_WHAT THIS TASK INVOLVES_.
Output all of the data below exactly as given.

========

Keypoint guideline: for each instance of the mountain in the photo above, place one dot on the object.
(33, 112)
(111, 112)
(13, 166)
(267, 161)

========

_EXERCISE RESPONSE_.
Keypoint guideline: for each instance of the mountain in the photo above, place one dot on the object.
(33, 112)
(111, 112)
(13, 166)
(267, 161)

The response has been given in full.